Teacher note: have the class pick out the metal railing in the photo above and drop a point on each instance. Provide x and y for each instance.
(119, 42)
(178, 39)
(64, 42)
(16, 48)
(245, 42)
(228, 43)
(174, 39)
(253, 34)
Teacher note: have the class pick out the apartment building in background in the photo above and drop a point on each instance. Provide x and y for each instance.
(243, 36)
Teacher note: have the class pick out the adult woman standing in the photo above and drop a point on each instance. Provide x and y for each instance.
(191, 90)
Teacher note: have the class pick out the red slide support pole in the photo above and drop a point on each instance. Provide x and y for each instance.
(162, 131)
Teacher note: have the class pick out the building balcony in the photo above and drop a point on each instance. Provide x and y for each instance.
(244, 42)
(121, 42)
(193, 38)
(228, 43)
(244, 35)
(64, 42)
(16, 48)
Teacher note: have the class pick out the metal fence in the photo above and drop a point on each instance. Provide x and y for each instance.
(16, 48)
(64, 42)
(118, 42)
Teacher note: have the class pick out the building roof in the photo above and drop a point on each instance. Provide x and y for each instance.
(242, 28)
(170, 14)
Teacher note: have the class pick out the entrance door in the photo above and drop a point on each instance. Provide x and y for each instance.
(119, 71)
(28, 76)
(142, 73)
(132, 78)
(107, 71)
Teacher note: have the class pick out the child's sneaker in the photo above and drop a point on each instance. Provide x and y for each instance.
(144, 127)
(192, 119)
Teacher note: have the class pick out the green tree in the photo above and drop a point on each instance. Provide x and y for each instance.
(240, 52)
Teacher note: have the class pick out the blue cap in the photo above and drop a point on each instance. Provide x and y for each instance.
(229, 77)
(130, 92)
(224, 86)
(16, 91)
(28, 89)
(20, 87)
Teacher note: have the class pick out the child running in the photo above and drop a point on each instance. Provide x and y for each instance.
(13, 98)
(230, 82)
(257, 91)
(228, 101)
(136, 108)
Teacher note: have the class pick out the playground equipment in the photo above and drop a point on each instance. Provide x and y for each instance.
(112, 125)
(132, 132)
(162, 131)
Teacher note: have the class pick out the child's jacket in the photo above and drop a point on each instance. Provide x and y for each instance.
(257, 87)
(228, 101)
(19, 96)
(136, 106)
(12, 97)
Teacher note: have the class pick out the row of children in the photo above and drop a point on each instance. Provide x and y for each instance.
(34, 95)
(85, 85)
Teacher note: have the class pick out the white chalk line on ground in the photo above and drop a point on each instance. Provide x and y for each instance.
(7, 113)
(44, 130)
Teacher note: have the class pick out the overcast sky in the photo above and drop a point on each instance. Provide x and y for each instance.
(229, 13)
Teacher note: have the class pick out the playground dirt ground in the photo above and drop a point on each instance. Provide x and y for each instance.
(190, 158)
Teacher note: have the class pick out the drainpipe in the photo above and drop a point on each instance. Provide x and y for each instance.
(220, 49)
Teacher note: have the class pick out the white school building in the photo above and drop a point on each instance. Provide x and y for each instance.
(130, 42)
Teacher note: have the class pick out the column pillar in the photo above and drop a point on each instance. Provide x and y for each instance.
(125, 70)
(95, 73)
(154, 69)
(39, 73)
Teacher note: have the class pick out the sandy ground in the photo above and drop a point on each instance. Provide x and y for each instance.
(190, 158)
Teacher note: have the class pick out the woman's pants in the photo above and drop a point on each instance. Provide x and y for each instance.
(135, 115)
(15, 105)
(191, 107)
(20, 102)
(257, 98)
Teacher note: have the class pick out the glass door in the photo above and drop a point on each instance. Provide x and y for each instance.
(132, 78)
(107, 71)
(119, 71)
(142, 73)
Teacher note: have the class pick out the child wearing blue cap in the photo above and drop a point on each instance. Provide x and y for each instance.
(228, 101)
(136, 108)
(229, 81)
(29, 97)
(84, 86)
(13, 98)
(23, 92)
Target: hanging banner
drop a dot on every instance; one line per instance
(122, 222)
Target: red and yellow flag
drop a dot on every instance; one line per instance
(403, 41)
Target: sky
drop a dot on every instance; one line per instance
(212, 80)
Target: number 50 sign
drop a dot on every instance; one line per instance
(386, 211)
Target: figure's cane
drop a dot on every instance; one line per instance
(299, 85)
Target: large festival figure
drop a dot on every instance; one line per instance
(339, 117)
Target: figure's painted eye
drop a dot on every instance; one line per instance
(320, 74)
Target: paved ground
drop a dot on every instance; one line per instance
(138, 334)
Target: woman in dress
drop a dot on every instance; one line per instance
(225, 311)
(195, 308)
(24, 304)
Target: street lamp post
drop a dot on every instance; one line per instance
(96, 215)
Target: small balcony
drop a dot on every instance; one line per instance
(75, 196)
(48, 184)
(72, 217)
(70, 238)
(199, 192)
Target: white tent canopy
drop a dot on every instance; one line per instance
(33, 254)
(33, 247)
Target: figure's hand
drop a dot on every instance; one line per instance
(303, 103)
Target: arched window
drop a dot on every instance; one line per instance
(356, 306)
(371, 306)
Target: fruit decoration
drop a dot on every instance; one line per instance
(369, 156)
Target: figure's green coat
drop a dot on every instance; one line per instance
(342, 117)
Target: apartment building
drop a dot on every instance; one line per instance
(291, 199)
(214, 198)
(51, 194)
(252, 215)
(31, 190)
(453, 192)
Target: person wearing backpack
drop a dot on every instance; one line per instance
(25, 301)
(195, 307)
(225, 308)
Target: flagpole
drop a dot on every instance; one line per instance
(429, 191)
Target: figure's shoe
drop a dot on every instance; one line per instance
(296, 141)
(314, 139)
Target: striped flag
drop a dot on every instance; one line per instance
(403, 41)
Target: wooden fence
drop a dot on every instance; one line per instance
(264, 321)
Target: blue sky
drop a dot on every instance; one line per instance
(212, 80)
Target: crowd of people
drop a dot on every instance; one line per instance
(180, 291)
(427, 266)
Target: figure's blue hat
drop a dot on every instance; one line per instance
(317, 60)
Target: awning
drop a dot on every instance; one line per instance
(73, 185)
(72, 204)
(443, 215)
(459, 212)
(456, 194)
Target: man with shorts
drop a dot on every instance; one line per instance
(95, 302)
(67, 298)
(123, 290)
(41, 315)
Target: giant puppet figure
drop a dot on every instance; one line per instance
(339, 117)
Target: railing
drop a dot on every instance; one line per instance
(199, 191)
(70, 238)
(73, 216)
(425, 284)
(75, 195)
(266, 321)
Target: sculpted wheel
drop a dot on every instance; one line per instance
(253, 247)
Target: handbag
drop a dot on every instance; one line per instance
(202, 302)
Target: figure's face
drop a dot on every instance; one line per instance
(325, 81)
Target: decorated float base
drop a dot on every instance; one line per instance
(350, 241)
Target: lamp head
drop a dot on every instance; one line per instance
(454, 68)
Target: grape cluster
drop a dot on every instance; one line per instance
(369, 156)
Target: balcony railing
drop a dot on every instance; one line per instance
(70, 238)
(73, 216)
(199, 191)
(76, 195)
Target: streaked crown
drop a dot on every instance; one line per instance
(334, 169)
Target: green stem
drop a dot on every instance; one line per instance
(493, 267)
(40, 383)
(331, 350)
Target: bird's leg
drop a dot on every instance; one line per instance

**********

• _WORK TO BE COMPLETED_
Render every line of the listing above as a Markdown table with the columns Row and Text, putting a running row number in Row and the line itself in Text, and leave out any blank lines.

• _ANSWER FOR THIS EXERCISE_
| Row | Text |
|---|---|
| 1 | Teacher note: have the class pick out the metal railing in the photo above and drop a point on each instance. Provide x and y for each instance. |
| 2 | (119, 42) |
| 3 | (178, 39) |
| 4 | (64, 42) |
| 5 | (16, 48) |
| 6 | (245, 42) |
| 7 | (228, 43) |
| 8 | (174, 39) |
| 9 | (253, 34) |
| 10 | Teacher note: have the class pick out the apartment building in background in the photo above and drop a point on each instance. Provide x and y for each instance. |
| 11 | (243, 36) |
| 12 | Teacher note: have the class pick out the adult woman standing in the photo above and drop a point on each instance. Provide x and y for each instance. |
| 13 | (191, 90) |
| 14 | Teacher note: have the class pick out the red slide support pole in the photo above and drop a point on each instance. Provide x and y for each instance. |
| 15 | (162, 131) |
| 16 | Teacher note: have the class pick out the building balcony in the photo above and drop a point on each instance. Provide x and y for each instance. |
| 17 | (244, 42) |
| 18 | (121, 42) |
| 19 | (193, 38) |
| 20 | (228, 43) |
| 21 | (244, 35) |
| 22 | (64, 42) |
| 23 | (16, 48) |
| 24 | Teacher note: have the class pick out the metal fence in the photo above and drop a point on each instance. Provide x and y for each instance. |
| 25 | (16, 48) |
| 26 | (64, 42) |
| 27 | (118, 42) |
| 28 | Teacher note: have the class pick out the building roof in the photo above and drop a point on each instance. Provide x and y for each instance. |
| 29 | (242, 28) |
| 30 | (170, 14) |
| 31 | Teacher note: have the class pick out the entrance door in the photo above and drop a point on each instance. Provide x and y for each instance. |
| 32 | (119, 71) |
| 33 | (28, 76) |
| 34 | (142, 73) |
| 35 | (132, 78) |
| 36 | (107, 71) |
| 37 | Teacher note: have the class pick out the child's sneaker in the photo above and drop a point on each instance. Provide x and y for each instance. |
| 38 | (144, 127) |
| 39 | (192, 119) |
| 40 | Teacher note: have the class pick out the green tree in the photo above and drop a point on each instance. Provide x and y for each instance. |
| 41 | (240, 52) |
| 42 | Teacher note: have the class pick out the blue cap in the photo above and drop a point on each instance. Provide x and y for each instance. |
| 43 | (229, 77) |
| 44 | (130, 92) |
| 45 | (224, 86) |
| 46 | (16, 91) |
| 47 | (28, 89) |
| 48 | (20, 87) |
| 49 | Teacher note: have the class pick out the child running in the photo above and drop a point on each instance. Provide x and y for each instance. |
| 50 | (13, 98) |
| 51 | (230, 82) |
| 52 | (257, 91) |
| 53 | (228, 101) |
| 54 | (136, 108) |
| 55 | Teacher note: have the class pick out the playground equipment in the photo above and drop a point on each instance. Provide x and y for each instance. |
| 56 | (112, 125) |
| 57 | (132, 132) |
| 58 | (162, 131) |
| 59 | Teacher note: have the class pick out the child's jacket in the photo above and drop a point on each instance. Provide x and y for each instance. |
| 60 | (257, 87) |
| 61 | (228, 101) |
| 62 | (19, 96) |
| 63 | (136, 106) |
| 64 | (12, 97) |
| 65 | Teacher note: have the class pick out the row of children in the photo above and drop a point on each instance. Provide x and y for each instance. |
| 66 | (34, 95) |
| 67 | (85, 85) |
| 68 | Teacher note: have the class pick out the white chalk line on ground in the photo above and drop a point on each instance. Provide x and y for each instance. |
| 69 | (7, 113) |
| 70 | (44, 130) |
| 71 | Teacher note: have the class pick out the overcast sky in the photo above and drop a point on each instance. Provide x and y for each instance. |
| 72 | (229, 13) |
| 73 | Teacher note: have the class pick out the playground dirt ground in the photo above and drop a point on each instance. Provide x and y for each instance. |
| 74 | (190, 158) |
| 75 | Teacher note: have the class pick out the drainpipe in the photo above and drop a point on each instance. Provide x and y for each instance. |
| 76 | (220, 49) |
| 77 | Teacher note: have the class pick out the white school building in the photo above and drop a point on each instance. Provide x and y for each instance. |
| 78 | (130, 42) |
| 79 | Teacher note: have the class pick out the column pillar in the photo above and drop a point on each instance. Provide x and y for each instance. |
| 80 | (125, 70) |
| 81 | (95, 73) |
| 82 | (154, 69) |
| 83 | (39, 73) |
| 84 | Teacher note: have the class pick out the sandy ground in the photo above and drop a point on each instance. Provide x and y for each instance. |
| 85 | (190, 158) |
| 86 | Teacher note: have the class pick out the woman's pants in the photo above and drop a point on each instance. Provide x and y for each instance. |
| 87 | (135, 115) |
| 88 | (15, 105) |
| 89 | (191, 107) |
| 90 | (20, 102) |
| 91 | (257, 98) |
| 92 | Teacher note: have the class pick out the glass door in the photo above and drop a point on each instance. Provide x and y for each instance. |
| 93 | (132, 78) |
| 94 | (107, 71) |
| 95 | (119, 71) |
| 96 | (142, 73) |
| 97 | Teacher note: have the class pick out the child wearing blue cap in the photo above and drop a point on each instance. Provide x and y for each instance. |
| 98 | (228, 101) |
| 99 | (136, 108) |
| 100 | (229, 81) |
| 101 | (29, 97) |
| 102 | (84, 86) |
| 103 | (13, 98) |
| 104 | (23, 92) |
| 105 | Target: hanging banner |
| 106 | drop a dot on every instance; one line per instance |
| 107 | (122, 222) |
| 108 | Target: red and yellow flag |
| 109 | drop a dot on every instance; one line per instance |
| 110 | (403, 41) |
| 111 | Target: sky |
| 112 | drop a dot on every instance; one line per instance |
| 113 | (212, 80) |
| 114 | Target: number 50 sign |
| 115 | drop a dot on every instance; one line per instance |
| 116 | (386, 211) |
| 117 | Target: figure's cane |
| 118 | drop a dot on every instance; one line per instance |
| 119 | (299, 85) |
| 120 | Target: large festival figure |
| 121 | drop a dot on every instance; one line per instance |
| 122 | (339, 117) |
| 123 | Target: figure's painted eye |
| 124 | drop a dot on every instance; one line per instance |
| 125 | (320, 74) |
| 126 | Target: paved ground |
| 127 | drop a dot on every instance; one line per instance |
| 128 | (138, 334) |
| 129 | Target: woman in dress |
| 130 | drop a dot on every instance; one line per instance |
| 131 | (225, 311) |
| 132 | (195, 308) |
| 133 | (24, 304) |
| 134 | Target: street lamp post |
| 135 | drop a dot on every instance; one line per instance |
| 136 | (96, 215) |
| 137 | Target: small balcony |
| 138 | drop a dot on every instance; one line per instance |
| 139 | (75, 196) |
| 140 | (48, 184) |
| 141 | (72, 217) |
| 142 | (70, 238) |
| 143 | (199, 192) |
| 144 | Target: white tent canopy |
| 145 | drop a dot on every instance; one line per instance |
| 146 | (33, 254) |
| 147 | (33, 247) |
| 148 | Target: figure's hand |
| 149 | drop a dot on every instance; one line per instance |
| 150 | (303, 103) |
| 151 | Target: arched window |
| 152 | drop a dot on every instance; one line per instance |
| 153 | (356, 306) |
| 154 | (371, 306) |
| 155 | Target: fruit decoration |
| 156 | drop a dot on every instance; one line per instance |
| 157 | (369, 156) |
| 158 | Target: figure's green coat |
| 159 | drop a dot on every instance; one line per instance |
| 160 | (342, 117) |
| 161 | Target: apartment building |
| 162 | drop a dot on every instance; one line per instance |
| 163 | (291, 199) |
| 164 | (214, 198) |
| 165 | (51, 194) |
| 166 | (252, 215) |
| 167 | (31, 190) |
| 168 | (453, 192) |
| 169 | Target: person wearing backpack |
| 170 | drop a dot on every instance; one line per instance |
| 171 | (25, 301) |
| 172 | (195, 307) |
| 173 | (225, 308) |
| 174 | Target: flagpole |
| 175 | drop a dot on every instance; one line per instance |
| 176 | (429, 191) |
| 177 | Target: figure's shoe |
| 178 | drop a dot on every instance; one line per instance |
| 179 | (296, 141) |
| 180 | (314, 139) |
| 181 | Target: striped flag |
| 182 | drop a dot on every instance; one line per instance |
| 183 | (403, 41) |
| 184 | Target: wooden fence |
| 185 | drop a dot on every instance; one line per instance |
| 186 | (264, 321) |
| 187 | Target: blue sky |
| 188 | drop a dot on every instance; one line per instance |
| 189 | (212, 80) |
| 190 | Target: crowd of people |
| 191 | drop a dot on every instance; one line per instance |
| 192 | (180, 291) |
| 193 | (427, 266) |
| 194 | Target: figure's blue hat |
| 195 | drop a dot on every instance; one line per instance |
| 196 | (317, 60) |
| 197 | Target: awning |
| 198 | drop a dot on every instance; one line per instance |
| 199 | (73, 185) |
| 200 | (72, 204) |
| 201 | (443, 215) |
| 202 | (459, 212) |
| 203 | (456, 194) |
| 204 | Target: man with shorts |
| 205 | drop a dot on every instance; one line per instance |
| 206 | (95, 302) |
| 207 | (67, 298) |
| 208 | (123, 290) |
| 209 | (41, 315) |
| 210 | Target: giant puppet figure |
| 211 | drop a dot on every instance; one line per instance |
| 212 | (339, 117) |
| 213 | Target: railing |
| 214 | drop a dot on every instance; one line per instance |
| 215 | (199, 191) |
| 216 | (70, 238) |
| 217 | (73, 216) |
| 218 | (425, 284) |
| 219 | (75, 195) |
| 220 | (266, 321) |
| 221 | Target: sculpted wheel |
| 222 | drop a dot on every instance; one line per instance |
| 223 | (253, 247) |
| 224 | Target: handbag |
| 225 | drop a dot on every instance; one line per instance |
| 226 | (202, 302) |
| 227 | Target: figure's face |
| 228 | drop a dot on every instance; one line per instance |
| 229 | (325, 81) |
| 230 | Target: decorated float base |
| 231 | drop a dot on every instance; one line per instance |
| 232 | (350, 241) |
| 233 | Target: lamp head |
| 234 | drop a dot on every instance; one line per instance |
| 235 | (454, 68) |
| 236 | Target: grape cluster |
| 237 | drop a dot on every instance; one line per instance |
| 238 | (369, 156) |
| 239 | Target: balcony railing |
| 240 | drop a dot on every instance; one line per instance |
| 241 | (70, 238) |
| 242 | (73, 216) |
| 243 | (199, 191) |
| 244 | (76, 195) |
| 245 | Target: streaked crown |
| 246 | drop a dot on every instance; one line per instance |
| 247 | (334, 169) |
| 248 | Target: green stem |
| 249 | drop a dot on every instance; one line per instance |
| 250 | (493, 267) |
| 251 | (40, 383) |
| 252 | (331, 350) |
| 253 | Target: bird's leg |
| 254 | drop a dot on every instance; one line per instance |